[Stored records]
——

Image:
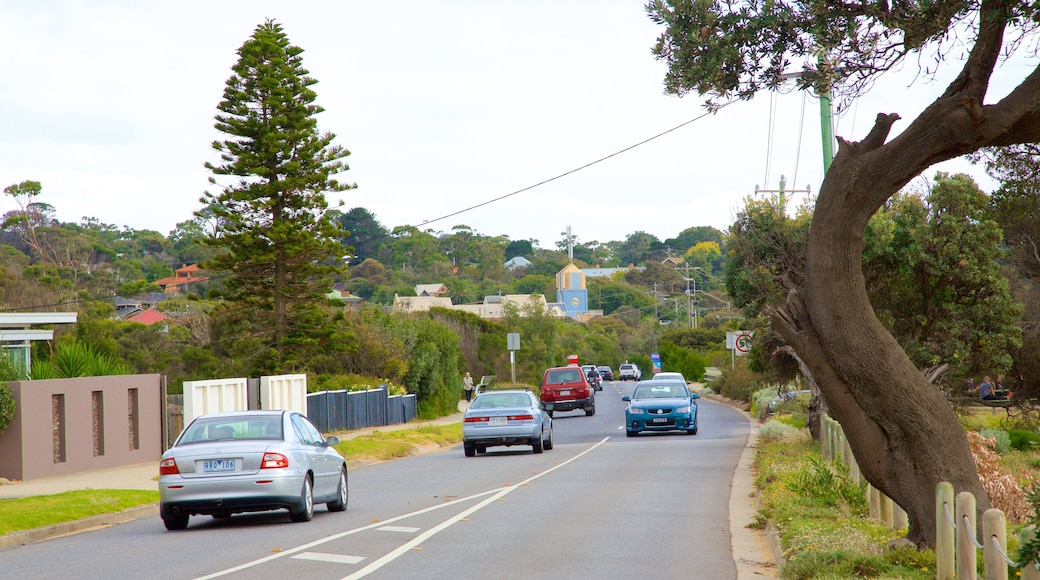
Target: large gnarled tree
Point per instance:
(905, 436)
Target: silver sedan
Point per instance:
(251, 460)
(514, 417)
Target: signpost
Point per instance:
(513, 344)
(738, 343)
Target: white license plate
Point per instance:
(211, 466)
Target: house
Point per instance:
(339, 292)
(518, 262)
(431, 290)
(183, 277)
(418, 304)
(148, 317)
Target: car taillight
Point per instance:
(274, 460)
(169, 467)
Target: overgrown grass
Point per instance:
(36, 511)
(387, 445)
(25, 513)
(823, 520)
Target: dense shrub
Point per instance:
(1023, 440)
(1002, 438)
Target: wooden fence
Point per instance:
(956, 550)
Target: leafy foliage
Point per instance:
(281, 246)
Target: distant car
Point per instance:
(660, 405)
(567, 389)
(629, 371)
(669, 375)
(592, 374)
(510, 417)
(250, 460)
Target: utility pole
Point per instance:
(782, 192)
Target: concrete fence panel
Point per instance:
(285, 392)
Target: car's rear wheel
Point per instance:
(538, 446)
(305, 510)
(175, 522)
(341, 495)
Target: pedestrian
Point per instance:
(467, 386)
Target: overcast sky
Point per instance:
(444, 105)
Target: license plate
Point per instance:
(218, 465)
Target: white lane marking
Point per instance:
(502, 492)
(335, 536)
(328, 538)
(405, 529)
(334, 558)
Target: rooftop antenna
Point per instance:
(570, 245)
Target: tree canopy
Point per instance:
(280, 245)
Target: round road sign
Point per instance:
(743, 343)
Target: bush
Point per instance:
(738, 383)
(776, 430)
(1023, 440)
(6, 406)
(1003, 440)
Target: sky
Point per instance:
(443, 105)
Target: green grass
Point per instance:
(26, 513)
(387, 445)
(822, 519)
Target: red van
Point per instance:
(567, 389)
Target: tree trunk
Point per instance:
(904, 433)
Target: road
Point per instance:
(598, 505)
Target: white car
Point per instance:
(628, 371)
(670, 375)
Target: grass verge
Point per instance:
(400, 443)
(26, 513)
(822, 517)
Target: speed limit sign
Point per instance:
(743, 343)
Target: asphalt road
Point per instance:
(598, 505)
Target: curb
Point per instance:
(76, 526)
(66, 528)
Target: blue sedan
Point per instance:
(514, 417)
(660, 405)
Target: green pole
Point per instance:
(825, 129)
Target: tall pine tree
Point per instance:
(279, 246)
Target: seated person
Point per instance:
(986, 391)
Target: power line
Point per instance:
(574, 170)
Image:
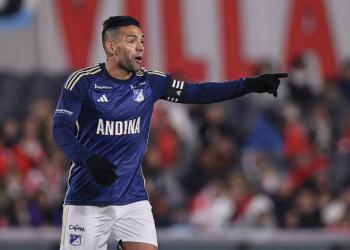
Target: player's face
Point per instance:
(130, 48)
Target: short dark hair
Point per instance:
(115, 22)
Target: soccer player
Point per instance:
(102, 122)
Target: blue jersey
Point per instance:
(100, 115)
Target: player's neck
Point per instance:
(116, 72)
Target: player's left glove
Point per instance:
(265, 83)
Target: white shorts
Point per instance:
(90, 227)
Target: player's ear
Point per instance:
(110, 47)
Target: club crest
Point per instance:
(138, 95)
(75, 239)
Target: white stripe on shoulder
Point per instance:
(75, 74)
(156, 72)
(90, 72)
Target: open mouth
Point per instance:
(138, 59)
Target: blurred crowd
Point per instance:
(252, 162)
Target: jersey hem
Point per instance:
(104, 203)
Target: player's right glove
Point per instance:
(265, 83)
(101, 169)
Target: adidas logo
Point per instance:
(102, 98)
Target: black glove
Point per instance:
(101, 169)
(265, 83)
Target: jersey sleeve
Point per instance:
(160, 83)
(65, 118)
(202, 93)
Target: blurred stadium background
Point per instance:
(253, 173)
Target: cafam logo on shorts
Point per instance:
(76, 228)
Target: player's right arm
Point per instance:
(65, 118)
(66, 115)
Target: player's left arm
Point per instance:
(210, 92)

——

■ TASK INSTRUCTIONS
An exact, complete copy of the lines above from the one with "Target: sky" through the one with "Target: curb" is the whole answer.

■ RESULT FOR THIS EXERCISE
Target: sky
Point per instance:
(443, 105)
Target: green grass
Point per instance:
(26, 513)
(387, 445)
(822, 519)
Target: red van
Point per instance:
(567, 389)
Target: tree trunk
Point per instance:
(904, 433)
Target: road
Point per instance:
(598, 505)
Target: white car
Point per instance:
(628, 371)
(670, 375)
Target: grass verge
Point per instance:
(400, 443)
(26, 513)
(822, 517)
Target: speed limit sign
Point per instance:
(743, 343)
Target: asphalt road
Point per instance:
(598, 505)
Target: curb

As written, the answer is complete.